↓
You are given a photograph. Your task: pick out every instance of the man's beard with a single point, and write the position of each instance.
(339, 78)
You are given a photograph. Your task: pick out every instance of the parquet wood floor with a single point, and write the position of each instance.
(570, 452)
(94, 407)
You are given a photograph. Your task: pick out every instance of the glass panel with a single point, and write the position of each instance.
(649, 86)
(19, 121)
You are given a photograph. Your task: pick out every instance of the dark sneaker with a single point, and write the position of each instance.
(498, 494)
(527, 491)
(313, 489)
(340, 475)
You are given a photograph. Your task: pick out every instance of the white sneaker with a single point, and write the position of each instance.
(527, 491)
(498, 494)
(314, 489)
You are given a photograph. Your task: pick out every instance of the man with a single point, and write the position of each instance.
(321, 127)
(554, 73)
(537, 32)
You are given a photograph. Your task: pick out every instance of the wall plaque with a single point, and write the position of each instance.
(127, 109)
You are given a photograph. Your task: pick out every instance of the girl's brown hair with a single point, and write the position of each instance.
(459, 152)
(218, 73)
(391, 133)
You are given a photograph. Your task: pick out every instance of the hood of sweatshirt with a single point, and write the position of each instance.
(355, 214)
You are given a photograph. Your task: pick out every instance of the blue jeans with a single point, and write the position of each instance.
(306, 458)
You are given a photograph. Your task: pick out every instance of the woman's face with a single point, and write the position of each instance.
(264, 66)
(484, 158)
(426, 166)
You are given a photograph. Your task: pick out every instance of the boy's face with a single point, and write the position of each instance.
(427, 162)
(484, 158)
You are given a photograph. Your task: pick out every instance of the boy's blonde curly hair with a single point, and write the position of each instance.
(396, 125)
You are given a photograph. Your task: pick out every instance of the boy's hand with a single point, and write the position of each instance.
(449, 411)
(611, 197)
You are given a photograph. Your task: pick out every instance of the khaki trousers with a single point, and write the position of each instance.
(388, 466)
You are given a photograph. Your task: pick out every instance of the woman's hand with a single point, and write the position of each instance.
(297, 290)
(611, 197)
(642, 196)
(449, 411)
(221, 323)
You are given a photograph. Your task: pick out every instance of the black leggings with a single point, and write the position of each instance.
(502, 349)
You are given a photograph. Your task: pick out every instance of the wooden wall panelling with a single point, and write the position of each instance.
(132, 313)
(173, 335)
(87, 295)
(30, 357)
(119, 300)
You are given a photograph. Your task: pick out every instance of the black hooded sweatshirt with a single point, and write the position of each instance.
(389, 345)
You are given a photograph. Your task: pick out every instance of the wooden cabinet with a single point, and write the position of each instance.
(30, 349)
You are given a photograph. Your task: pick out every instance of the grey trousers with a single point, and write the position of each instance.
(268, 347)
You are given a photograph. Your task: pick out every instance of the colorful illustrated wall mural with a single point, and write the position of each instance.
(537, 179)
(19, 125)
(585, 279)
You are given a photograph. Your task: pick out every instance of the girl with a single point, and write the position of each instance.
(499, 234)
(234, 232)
↑
↓
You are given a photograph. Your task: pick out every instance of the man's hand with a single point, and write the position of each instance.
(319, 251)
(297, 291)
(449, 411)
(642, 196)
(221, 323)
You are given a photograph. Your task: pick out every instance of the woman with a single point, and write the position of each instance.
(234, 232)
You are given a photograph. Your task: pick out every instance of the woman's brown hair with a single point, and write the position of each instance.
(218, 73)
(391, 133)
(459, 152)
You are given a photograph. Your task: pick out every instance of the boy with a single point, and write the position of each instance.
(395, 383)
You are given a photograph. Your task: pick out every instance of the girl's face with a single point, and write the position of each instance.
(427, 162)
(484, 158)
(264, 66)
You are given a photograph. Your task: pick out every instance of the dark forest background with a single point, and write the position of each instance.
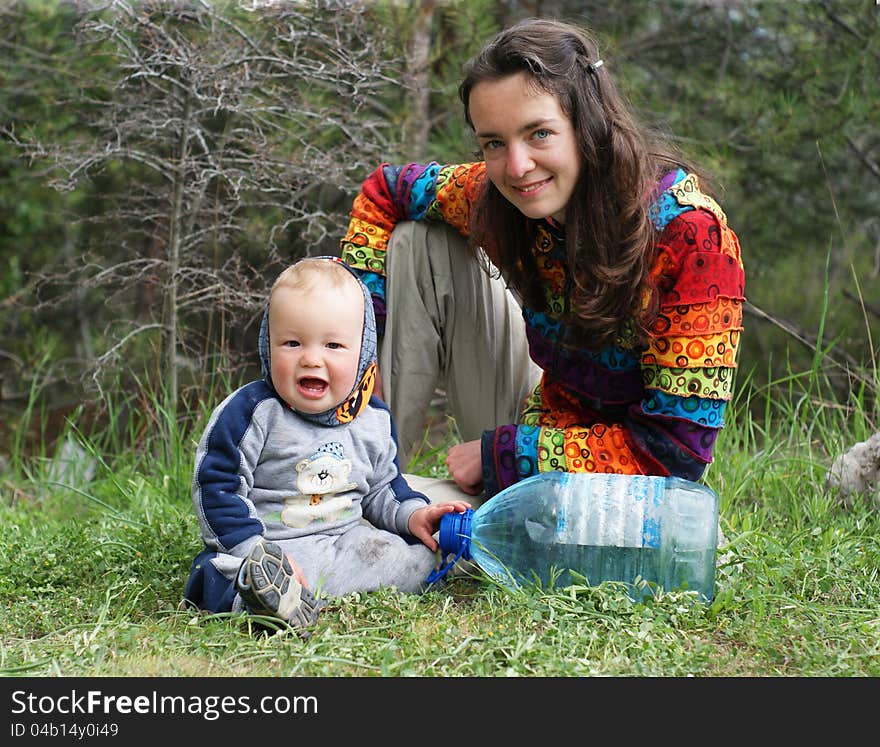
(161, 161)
↑
↓
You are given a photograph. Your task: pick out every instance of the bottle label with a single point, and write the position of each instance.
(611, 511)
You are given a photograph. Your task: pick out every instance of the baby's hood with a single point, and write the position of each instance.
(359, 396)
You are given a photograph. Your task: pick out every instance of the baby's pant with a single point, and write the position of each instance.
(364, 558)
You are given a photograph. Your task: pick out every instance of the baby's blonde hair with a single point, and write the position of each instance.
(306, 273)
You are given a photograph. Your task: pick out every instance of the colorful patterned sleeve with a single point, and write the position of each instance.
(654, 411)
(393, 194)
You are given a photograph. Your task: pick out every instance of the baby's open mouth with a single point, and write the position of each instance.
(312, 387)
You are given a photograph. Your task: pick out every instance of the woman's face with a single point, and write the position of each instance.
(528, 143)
↑
:: Problem description ::
Return each line above that contains the word "black".

:: Solution to this task ::
You are given a photograph. Your task: pick out every instance of the black leggings with a single point, and write the position of each instance.
You are given a photograph. Your task: pick out every instance of the black hooded sweatshirt with a single point, and write the position of each instance.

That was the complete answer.